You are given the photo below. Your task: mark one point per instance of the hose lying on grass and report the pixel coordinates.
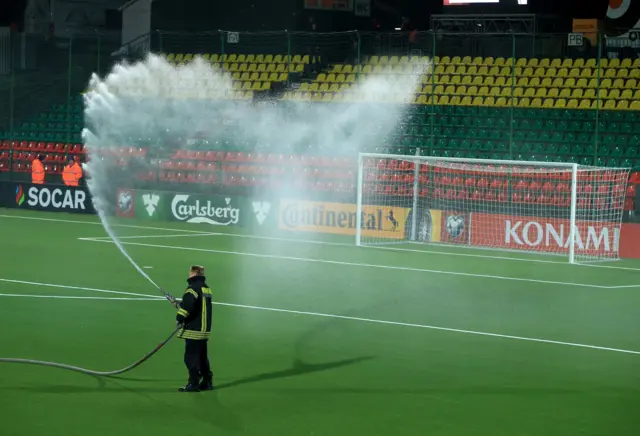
(89, 371)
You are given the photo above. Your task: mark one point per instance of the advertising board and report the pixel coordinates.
(46, 197)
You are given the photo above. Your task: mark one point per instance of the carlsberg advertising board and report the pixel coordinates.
(221, 211)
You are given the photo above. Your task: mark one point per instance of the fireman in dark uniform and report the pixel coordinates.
(194, 313)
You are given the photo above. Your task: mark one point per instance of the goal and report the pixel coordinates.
(533, 207)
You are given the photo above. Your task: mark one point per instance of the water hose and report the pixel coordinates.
(89, 371)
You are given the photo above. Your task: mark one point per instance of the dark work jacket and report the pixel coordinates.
(195, 310)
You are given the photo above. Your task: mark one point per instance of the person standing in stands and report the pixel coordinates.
(72, 173)
(37, 170)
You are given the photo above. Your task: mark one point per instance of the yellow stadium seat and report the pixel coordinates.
(585, 104)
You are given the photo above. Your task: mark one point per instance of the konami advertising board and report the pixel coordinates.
(543, 234)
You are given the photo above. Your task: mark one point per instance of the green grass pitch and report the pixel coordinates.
(310, 338)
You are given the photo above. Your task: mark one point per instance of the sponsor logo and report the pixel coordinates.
(150, 203)
(125, 202)
(341, 218)
(57, 198)
(19, 195)
(198, 212)
(261, 210)
(455, 226)
(544, 234)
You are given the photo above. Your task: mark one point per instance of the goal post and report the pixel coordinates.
(524, 206)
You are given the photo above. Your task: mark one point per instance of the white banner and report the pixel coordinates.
(362, 8)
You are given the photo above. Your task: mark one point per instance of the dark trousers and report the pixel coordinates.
(197, 361)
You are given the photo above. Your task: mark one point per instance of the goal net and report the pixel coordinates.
(492, 204)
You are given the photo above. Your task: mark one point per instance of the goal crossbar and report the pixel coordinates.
(588, 203)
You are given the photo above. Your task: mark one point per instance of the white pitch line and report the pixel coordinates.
(308, 241)
(80, 288)
(430, 327)
(363, 265)
(386, 322)
(76, 297)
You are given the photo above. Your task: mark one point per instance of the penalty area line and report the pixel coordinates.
(430, 327)
(356, 264)
(376, 321)
(81, 297)
(81, 288)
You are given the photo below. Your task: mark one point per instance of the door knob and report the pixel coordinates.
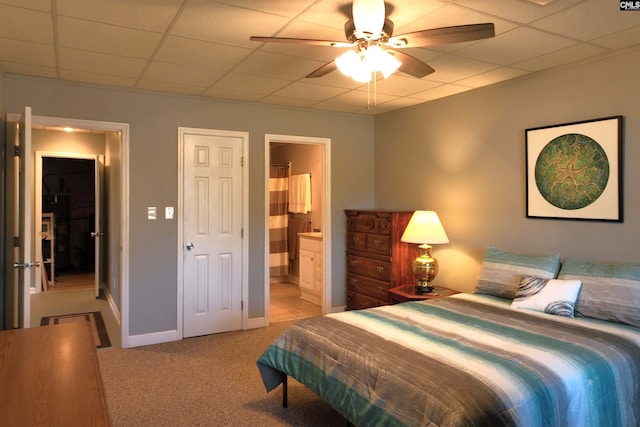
(26, 265)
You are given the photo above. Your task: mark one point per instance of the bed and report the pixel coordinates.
(486, 358)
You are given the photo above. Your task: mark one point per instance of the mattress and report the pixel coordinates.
(465, 360)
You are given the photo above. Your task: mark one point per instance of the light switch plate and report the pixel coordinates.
(152, 212)
(168, 212)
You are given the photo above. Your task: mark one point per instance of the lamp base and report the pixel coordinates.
(424, 288)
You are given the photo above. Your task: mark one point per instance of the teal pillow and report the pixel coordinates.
(609, 291)
(501, 271)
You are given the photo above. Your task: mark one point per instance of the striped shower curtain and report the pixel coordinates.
(278, 220)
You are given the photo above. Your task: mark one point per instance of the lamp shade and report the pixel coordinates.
(424, 228)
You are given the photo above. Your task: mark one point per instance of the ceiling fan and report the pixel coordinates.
(374, 48)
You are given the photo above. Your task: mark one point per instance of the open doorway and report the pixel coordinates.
(298, 265)
(68, 189)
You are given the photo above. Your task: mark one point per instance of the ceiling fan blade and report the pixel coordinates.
(444, 35)
(325, 69)
(300, 41)
(412, 66)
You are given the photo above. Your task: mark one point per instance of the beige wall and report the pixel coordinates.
(464, 157)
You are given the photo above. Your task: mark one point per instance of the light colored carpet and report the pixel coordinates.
(205, 381)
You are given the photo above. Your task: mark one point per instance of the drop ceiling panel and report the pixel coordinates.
(225, 24)
(150, 15)
(23, 24)
(202, 47)
(41, 5)
(91, 62)
(198, 53)
(28, 53)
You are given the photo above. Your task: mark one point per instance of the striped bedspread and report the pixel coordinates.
(466, 360)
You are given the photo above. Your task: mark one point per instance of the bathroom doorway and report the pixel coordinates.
(297, 266)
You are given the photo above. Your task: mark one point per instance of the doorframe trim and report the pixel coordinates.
(123, 128)
(325, 143)
(244, 136)
(38, 155)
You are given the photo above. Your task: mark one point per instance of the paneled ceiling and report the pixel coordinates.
(202, 47)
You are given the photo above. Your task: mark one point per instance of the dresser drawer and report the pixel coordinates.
(356, 241)
(379, 243)
(371, 287)
(369, 223)
(357, 301)
(373, 268)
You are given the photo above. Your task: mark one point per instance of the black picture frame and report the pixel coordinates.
(574, 170)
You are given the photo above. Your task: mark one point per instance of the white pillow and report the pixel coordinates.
(553, 296)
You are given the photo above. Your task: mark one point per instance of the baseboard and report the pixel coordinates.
(153, 338)
(256, 322)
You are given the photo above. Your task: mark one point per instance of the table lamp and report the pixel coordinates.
(425, 229)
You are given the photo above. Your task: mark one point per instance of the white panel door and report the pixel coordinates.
(212, 232)
(98, 233)
(22, 227)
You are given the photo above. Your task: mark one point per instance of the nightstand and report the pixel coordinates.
(405, 293)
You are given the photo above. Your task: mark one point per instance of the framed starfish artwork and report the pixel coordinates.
(574, 170)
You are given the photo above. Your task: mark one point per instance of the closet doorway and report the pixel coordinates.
(69, 189)
(297, 267)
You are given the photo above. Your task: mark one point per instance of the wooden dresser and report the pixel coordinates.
(376, 258)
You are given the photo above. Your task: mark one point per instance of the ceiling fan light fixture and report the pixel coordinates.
(368, 17)
(352, 65)
(382, 61)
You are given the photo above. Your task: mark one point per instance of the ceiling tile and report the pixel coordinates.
(42, 5)
(620, 40)
(23, 24)
(593, 19)
(27, 69)
(450, 68)
(402, 85)
(255, 84)
(523, 11)
(278, 66)
(180, 74)
(198, 53)
(150, 15)
(287, 8)
(282, 100)
(225, 24)
(492, 77)
(28, 53)
(560, 57)
(515, 46)
(100, 63)
(440, 92)
(202, 47)
(105, 38)
(232, 94)
(96, 78)
(170, 87)
(313, 92)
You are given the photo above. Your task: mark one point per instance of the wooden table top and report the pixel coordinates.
(49, 376)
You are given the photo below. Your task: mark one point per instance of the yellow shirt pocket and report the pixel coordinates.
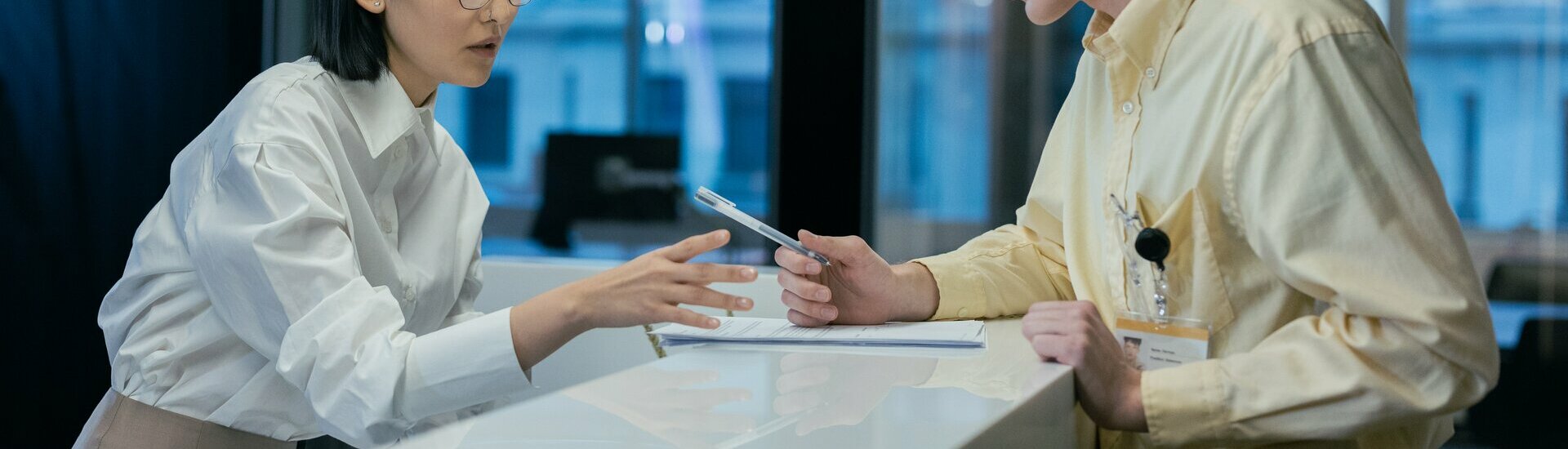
(1196, 287)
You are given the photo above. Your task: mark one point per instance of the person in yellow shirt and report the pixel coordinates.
(1307, 239)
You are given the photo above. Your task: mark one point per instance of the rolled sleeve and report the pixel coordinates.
(998, 273)
(1184, 404)
(463, 365)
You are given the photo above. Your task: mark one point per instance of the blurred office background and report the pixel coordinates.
(916, 122)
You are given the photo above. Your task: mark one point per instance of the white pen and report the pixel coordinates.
(725, 206)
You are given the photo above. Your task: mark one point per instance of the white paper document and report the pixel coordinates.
(742, 330)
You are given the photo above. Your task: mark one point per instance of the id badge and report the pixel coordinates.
(1153, 343)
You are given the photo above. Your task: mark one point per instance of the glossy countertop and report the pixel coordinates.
(797, 396)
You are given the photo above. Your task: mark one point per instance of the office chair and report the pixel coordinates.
(1528, 402)
(627, 178)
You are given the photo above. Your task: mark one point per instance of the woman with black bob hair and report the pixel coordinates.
(313, 265)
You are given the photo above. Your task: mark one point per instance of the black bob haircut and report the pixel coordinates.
(350, 41)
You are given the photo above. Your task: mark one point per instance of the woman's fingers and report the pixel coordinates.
(821, 313)
(687, 318)
(804, 287)
(695, 245)
(804, 321)
(709, 299)
(795, 263)
(707, 273)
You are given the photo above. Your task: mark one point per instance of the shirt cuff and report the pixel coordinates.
(959, 289)
(463, 365)
(1186, 404)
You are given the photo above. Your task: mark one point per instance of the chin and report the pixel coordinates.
(472, 81)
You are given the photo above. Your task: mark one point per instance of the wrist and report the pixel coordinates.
(568, 305)
(920, 296)
(1133, 413)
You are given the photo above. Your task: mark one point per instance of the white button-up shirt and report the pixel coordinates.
(313, 269)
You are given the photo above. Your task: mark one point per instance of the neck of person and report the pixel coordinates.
(1109, 7)
(416, 83)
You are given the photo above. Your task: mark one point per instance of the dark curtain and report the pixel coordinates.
(96, 100)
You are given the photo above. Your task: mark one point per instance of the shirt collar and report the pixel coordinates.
(1142, 33)
(383, 113)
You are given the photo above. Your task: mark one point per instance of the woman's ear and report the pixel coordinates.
(375, 7)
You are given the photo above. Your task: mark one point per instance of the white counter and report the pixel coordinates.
(794, 396)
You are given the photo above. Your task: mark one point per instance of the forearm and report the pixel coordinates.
(545, 324)
(920, 296)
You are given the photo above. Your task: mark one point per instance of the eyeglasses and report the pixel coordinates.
(480, 3)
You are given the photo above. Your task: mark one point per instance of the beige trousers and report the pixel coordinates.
(119, 421)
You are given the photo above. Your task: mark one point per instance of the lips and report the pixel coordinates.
(487, 47)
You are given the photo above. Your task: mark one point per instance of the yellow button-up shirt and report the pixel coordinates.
(1276, 143)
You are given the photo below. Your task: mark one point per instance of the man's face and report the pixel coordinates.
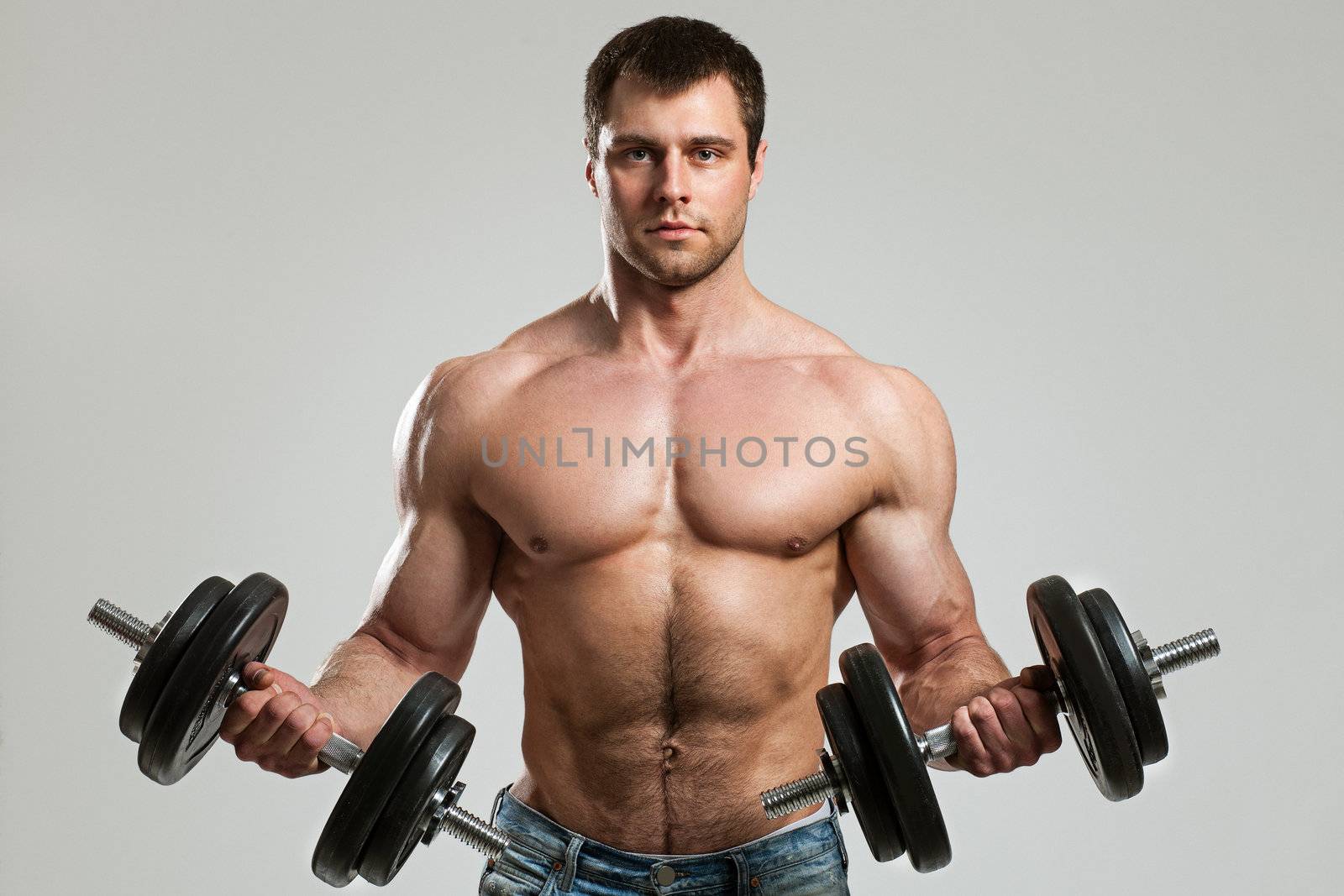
(682, 159)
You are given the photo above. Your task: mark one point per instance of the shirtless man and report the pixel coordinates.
(643, 479)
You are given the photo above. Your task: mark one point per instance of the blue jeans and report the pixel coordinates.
(546, 860)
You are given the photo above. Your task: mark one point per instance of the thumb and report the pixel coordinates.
(1038, 678)
(261, 676)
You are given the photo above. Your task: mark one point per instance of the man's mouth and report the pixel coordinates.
(674, 230)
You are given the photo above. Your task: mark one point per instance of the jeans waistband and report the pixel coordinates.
(531, 832)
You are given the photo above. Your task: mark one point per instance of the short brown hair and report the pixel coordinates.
(669, 54)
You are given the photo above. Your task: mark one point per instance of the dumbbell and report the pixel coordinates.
(1106, 681)
(401, 792)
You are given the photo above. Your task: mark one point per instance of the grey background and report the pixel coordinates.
(235, 235)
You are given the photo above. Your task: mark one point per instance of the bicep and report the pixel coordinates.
(433, 589)
(434, 584)
(911, 584)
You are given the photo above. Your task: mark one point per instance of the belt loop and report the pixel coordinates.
(743, 872)
(835, 825)
(571, 862)
(499, 799)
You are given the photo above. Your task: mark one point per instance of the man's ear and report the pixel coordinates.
(588, 168)
(759, 170)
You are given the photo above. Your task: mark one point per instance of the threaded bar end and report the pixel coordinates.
(1186, 652)
(797, 794)
(120, 624)
(475, 832)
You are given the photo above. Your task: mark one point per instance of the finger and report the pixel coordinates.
(971, 752)
(1042, 718)
(291, 730)
(1037, 679)
(992, 735)
(255, 738)
(242, 712)
(1012, 720)
(312, 741)
(259, 676)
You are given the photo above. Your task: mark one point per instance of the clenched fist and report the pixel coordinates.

**********

■ **Goal of the exercise**: Make an exact copy of every line from the one with "the man's ear and report the pixel coordinates." to the end of the data, with the first and last of those lines included.

■ **Exercise answer**:
You are given the photo above. Your task: mark one point per instance of the man's ear and report the pixel coordinates.
(588, 168)
(759, 170)
You are given the photo above. Your task: mark one point per instance of the threaded bar end and report the pixel coordinates.
(1186, 652)
(797, 794)
(120, 624)
(475, 832)
You are given the photo above. Your task: mark one point per instance of the finger and report the pixel coordinates.
(971, 752)
(1042, 718)
(291, 730)
(1037, 679)
(992, 735)
(255, 738)
(242, 712)
(1012, 720)
(312, 741)
(259, 676)
You are given the photo above. Your task: mark one point per instance of the clenched fist and report the pixel coordinates.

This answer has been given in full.